* INSTRUCTION *
Could you print the material below word for word, leaving out the pictures?

Source records

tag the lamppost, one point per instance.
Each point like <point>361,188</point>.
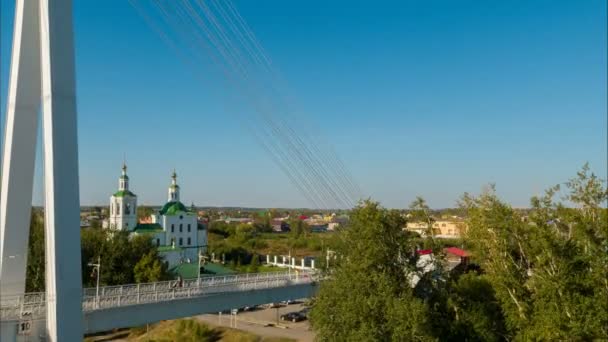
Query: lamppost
<point>201,259</point>
<point>97,268</point>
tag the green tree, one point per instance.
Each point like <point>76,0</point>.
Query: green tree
<point>149,269</point>
<point>255,264</point>
<point>368,296</point>
<point>35,276</point>
<point>549,268</point>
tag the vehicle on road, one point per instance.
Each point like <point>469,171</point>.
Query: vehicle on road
<point>295,316</point>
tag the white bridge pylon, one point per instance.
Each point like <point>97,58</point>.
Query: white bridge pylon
<point>42,80</point>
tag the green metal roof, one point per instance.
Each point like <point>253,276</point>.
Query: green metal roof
<point>148,228</point>
<point>168,248</point>
<point>189,271</point>
<point>123,193</point>
<point>173,207</point>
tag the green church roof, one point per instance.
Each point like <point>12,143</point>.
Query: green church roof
<point>143,228</point>
<point>123,193</point>
<point>172,208</point>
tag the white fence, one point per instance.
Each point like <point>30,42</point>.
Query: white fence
<point>290,262</point>
<point>33,305</point>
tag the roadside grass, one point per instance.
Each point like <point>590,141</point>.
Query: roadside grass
<point>191,330</point>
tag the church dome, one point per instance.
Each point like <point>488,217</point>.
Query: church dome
<point>172,208</point>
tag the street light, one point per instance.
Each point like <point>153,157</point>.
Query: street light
<point>97,268</point>
<point>201,258</point>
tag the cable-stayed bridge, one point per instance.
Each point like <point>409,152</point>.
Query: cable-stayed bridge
<point>42,85</point>
<point>109,307</point>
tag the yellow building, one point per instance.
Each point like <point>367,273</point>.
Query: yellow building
<point>441,229</point>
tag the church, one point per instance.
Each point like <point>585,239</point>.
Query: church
<point>174,228</point>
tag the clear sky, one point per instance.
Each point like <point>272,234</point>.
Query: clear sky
<point>430,98</point>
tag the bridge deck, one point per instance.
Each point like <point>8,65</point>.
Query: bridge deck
<point>33,305</point>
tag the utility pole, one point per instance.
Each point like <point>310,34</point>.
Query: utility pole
<point>97,268</point>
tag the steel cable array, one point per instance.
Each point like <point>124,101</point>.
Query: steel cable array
<point>196,29</point>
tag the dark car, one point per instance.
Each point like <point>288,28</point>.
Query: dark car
<point>295,316</point>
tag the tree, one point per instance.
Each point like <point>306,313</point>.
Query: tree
<point>549,268</point>
<point>149,269</point>
<point>421,212</point>
<point>368,296</point>
<point>35,276</point>
<point>255,264</point>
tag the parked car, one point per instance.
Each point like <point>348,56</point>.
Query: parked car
<point>295,316</point>
<point>250,308</point>
<point>274,305</point>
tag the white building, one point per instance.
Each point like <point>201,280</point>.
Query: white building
<point>174,228</point>
<point>123,205</point>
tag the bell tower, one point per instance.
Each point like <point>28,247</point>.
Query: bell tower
<point>173,189</point>
<point>123,205</point>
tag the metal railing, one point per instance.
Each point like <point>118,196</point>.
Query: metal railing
<point>33,305</point>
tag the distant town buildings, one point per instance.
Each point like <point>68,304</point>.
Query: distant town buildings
<point>448,229</point>
<point>174,228</point>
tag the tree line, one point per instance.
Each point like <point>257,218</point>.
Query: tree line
<point>541,274</point>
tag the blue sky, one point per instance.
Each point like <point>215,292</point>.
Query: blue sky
<point>430,98</point>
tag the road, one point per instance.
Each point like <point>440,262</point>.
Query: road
<point>261,322</point>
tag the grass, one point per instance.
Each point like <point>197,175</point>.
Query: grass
<point>193,330</point>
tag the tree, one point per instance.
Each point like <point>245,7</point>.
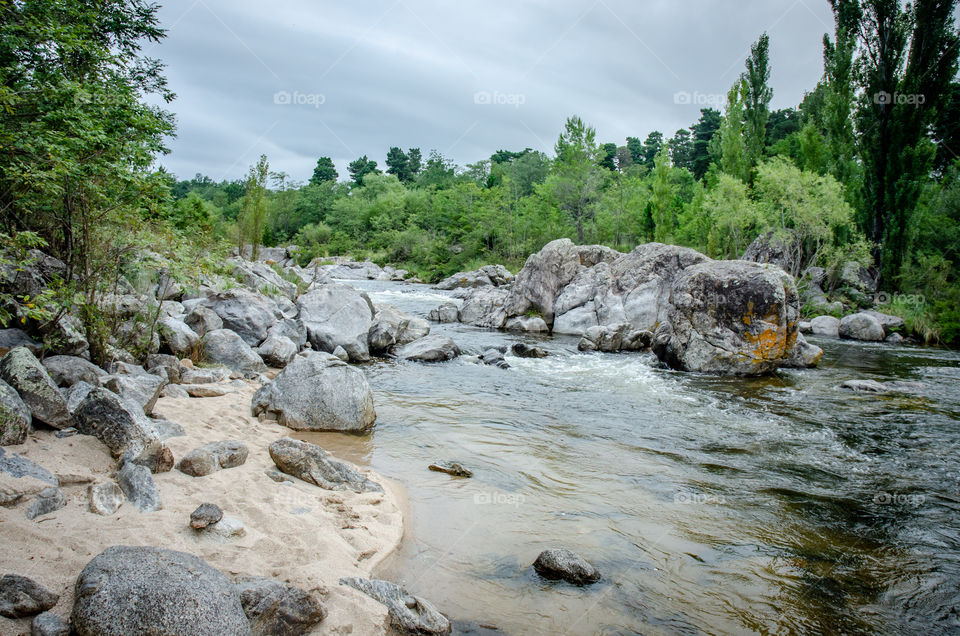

* FINISHED ANSWER *
tag the lamppost, one point per instance.
Each point like <point>361,188</point>.
Query: lamppost
<point>201,259</point>
<point>97,268</point>
tag the green tree, one point per instance.
Each point like <point>76,0</point>.
Query: green tree
<point>149,269</point>
<point>255,264</point>
<point>368,296</point>
<point>35,276</point>
<point>549,268</point>
tag the vehicle on road, one point per instance.
Each point like <point>469,171</point>.
Query: vehicle on road
<point>295,316</point>
tag the white bridge pylon, one point per instance.
Each point like <point>97,58</point>.
Query: white bridge pylon
<point>42,80</point>
tag the green metal roof, one point per instance.
Each point like <point>253,276</point>.
Query: green metal roof
<point>148,228</point>
<point>168,248</point>
<point>189,271</point>
<point>123,193</point>
<point>173,207</point>
tag the green church roof, one point per instance.
Each point like <point>12,143</point>.
Query: green church roof
<point>143,228</point>
<point>123,193</point>
<point>172,208</point>
tag the white fence, one point per instance.
Each point like <point>30,42</point>.
Query: white fence
<point>290,262</point>
<point>33,305</point>
tag the roadside grass, one point per instance.
Each point like <point>590,141</point>.
Query: roadside grass
<point>191,330</point>
tag the church dome, one point per instance.
Each point like <point>488,217</point>.
Query: church dome
<point>172,208</point>
tag the street light, one point per instance.
Each point like <point>153,157</point>.
Query: street light
<point>97,268</point>
<point>201,258</point>
tag the cable-stayed bridge, one point per instance.
Each point like <point>409,152</point>.
Query: cable-stayed bridge
<point>42,85</point>
<point>109,307</point>
tag the yellow building, one point per instance.
Each point like <point>367,273</point>.
Query: yellow building
<point>441,229</point>
tag the church, one point per instance.
Each point like <point>585,239</point>.
Query: church
<point>174,228</point>
tag the clear sky, one point per instance.
Each point like <point>272,234</point>.
Query: clear sky
<point>430,98</point>
tag the bridge deck, one point per instance.
Each point like <point>8,65</point>.
Query: bridge deck
<point>33,305</point>
tag the utility pole, one point per instance.
Each point like <point>310,34</point>.
Query: utility pole
<point>97,268</point>
tag the steel cable array, one point per instance.
Each point like <point>124,101</point>.
Query: steel cable array
<point>196,29</point>
tag the dark car, one point per instance.
Each point like <point>288,28</point>.
Query: dark car
<point>295,316</point>
tag the tree, one point per instance.
Each point like <point>306,313</point>.
Query: tree
<point>549,268</point>
<point>149,269</point>
<point>421,212</point>
<point>368,296</point>
<point>35,276</point>
<point>255,264</point>
tag the parked car, one point per instance.
Each point like <point>348,56</point>.
Query: parked car
<point>295,316</point>
<point>250,308</point>
<point>274,305</point>
tag the white building, one point per instance.
Each point like <point>201,280</point>.
Query: white building
<point>174,228</point>
<point>123,205</point>
tag the bell tower, one point per instance.
Each point like <point>28,247</point>.
Query: bell tower
<point>173,189</point>
<point>123,205</point>
tag the metal railing, one point per instance.
Each point like <point>118,196</point>.
Query: metal railing
<point>33,305</point>
tag the distant town buildings, one point per instance.
Each point like <point>68,304</point>.
Query: distant town buildings
<point>448,229</point>
<point>174,228</point>
tag the tree line, one point per instance.
Each point like <point>257,218</point>.
Query: tree line
<point>541,274</point>
tag the blue sky, one point per instance.
Each point like <point>215,292</point>.
Query: blue sky
<point>430,98</point>
tag the road, one point per instance.
Each point like <point>440,262</point>.
Query: road
<point>261,322</point>
tag the grass, one point per instance.
Each point like <point>197,175</point>.
Query: grass
<point>193,330</point>
tag the tree, one point per instance.
Each point like <point>245,7</point>.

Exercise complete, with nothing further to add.